>> Start Document
For libraries doing this, it would be great if these types were also the same C types that libc uses, so that if they expose them in their API, a dependency that does use libc internally can just use them to interface with libc (and std::raw, etc.).

This is something that would require review by the libs team, because:

• it would "bless" cty as the way to obtain C types,
• cty would become a dependency of libstd via the libc crate.

Iff we were to do that, there is one aspect of cty's design that differs from libcs and that is worth calling out: libc is empty on unsupported platforms, while cty is not.

The cty crate provides some types on all platforms, past, present, and future ones. This seems like a no brainer for, e.g., int16_t. C implementations do not need to provide this type, so one design would be to only conditionally provide it. But if a C implementation provides this type, there is only one way in which it could be provided AFAICT, and that is type int16_t = i16; [0]. So the design decision of always providing this type, which is what cty does, seems fine to me.
>> End Document
#### What to work on:
Print the passage of the cty crate discussion from "This is something" up to and including "cty is not.".
>> Start Provided material
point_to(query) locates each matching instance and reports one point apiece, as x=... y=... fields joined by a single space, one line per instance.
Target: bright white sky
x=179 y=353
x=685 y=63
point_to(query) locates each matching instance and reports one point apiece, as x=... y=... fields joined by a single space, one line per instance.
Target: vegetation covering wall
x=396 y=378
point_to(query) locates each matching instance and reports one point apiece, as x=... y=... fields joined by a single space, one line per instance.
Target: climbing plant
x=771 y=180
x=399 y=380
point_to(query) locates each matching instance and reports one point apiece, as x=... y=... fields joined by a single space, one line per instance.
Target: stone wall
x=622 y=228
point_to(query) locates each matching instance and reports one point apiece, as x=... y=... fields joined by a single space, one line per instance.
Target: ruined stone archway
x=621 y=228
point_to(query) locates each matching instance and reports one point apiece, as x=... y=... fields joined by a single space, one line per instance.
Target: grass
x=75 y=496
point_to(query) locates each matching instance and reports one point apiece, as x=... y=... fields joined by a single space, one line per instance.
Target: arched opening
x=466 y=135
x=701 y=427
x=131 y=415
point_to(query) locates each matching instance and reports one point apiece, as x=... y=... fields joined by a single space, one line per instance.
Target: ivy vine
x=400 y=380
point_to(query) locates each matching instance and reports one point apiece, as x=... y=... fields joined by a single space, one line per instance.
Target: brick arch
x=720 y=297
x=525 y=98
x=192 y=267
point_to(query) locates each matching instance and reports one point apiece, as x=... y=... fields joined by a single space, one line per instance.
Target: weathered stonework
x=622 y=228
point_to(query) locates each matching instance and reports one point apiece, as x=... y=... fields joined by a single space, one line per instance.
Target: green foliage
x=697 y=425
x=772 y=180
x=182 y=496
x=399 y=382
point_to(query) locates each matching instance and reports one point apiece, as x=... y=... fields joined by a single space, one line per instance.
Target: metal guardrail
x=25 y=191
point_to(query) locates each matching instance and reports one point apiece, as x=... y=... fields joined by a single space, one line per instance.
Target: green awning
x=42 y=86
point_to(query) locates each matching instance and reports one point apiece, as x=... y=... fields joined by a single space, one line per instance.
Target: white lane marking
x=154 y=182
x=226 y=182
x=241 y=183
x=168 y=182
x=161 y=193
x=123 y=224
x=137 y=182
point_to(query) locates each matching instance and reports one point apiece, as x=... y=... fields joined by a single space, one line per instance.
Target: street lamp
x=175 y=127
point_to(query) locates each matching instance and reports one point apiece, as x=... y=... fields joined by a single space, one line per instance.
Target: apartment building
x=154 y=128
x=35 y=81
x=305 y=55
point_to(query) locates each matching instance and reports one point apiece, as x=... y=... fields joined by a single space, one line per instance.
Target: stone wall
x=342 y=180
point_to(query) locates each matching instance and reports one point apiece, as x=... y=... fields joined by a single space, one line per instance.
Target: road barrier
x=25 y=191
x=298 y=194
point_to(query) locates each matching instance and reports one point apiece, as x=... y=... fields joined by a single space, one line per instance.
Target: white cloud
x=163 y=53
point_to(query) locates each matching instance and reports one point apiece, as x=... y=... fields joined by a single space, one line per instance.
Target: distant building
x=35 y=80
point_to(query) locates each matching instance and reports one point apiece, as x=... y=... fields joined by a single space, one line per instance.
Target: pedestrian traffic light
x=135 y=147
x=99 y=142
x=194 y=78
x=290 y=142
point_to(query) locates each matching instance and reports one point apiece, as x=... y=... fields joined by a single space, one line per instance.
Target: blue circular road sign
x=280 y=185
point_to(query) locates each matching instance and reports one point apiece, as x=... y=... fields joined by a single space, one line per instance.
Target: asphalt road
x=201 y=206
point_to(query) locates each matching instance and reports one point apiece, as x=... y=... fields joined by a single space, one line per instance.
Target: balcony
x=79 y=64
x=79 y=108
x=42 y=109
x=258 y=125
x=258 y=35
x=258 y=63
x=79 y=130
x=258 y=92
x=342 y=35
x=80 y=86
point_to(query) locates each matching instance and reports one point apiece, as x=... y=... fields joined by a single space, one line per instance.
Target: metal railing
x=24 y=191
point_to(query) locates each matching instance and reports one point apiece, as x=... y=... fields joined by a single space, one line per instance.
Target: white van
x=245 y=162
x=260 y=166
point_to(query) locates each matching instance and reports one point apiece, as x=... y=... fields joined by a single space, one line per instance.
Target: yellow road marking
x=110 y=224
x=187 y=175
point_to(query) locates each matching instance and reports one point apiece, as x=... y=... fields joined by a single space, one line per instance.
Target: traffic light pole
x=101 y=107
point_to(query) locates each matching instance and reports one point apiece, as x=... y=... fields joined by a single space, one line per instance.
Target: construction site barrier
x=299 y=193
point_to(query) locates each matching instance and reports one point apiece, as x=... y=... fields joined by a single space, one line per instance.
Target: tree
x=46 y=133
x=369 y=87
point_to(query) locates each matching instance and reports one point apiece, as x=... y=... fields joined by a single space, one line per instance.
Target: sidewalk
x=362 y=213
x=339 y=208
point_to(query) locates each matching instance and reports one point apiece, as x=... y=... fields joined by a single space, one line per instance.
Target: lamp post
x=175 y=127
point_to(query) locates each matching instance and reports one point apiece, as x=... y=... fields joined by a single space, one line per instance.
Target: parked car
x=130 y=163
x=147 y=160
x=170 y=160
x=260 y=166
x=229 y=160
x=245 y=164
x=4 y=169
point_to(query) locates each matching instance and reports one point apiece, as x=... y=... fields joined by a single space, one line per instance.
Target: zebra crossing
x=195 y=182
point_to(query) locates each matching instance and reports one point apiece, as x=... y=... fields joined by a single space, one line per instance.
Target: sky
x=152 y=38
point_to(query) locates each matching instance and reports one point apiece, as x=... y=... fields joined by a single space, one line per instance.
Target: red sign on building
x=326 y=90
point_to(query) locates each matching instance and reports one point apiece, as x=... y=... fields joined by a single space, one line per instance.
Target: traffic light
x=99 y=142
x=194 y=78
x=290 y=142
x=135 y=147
>> End Provided material
#### Solution below:
This is something that would require review by the libs team, because:

• it would "bless" cty as the way to obtain C types,
• cty would become a dependency of libstd via the libc crate.

Iff we were to do that, there is one aspect of cty's design that differs from libcs and that is worth calling out: libc is empty on unsupported platforms, while cty is not.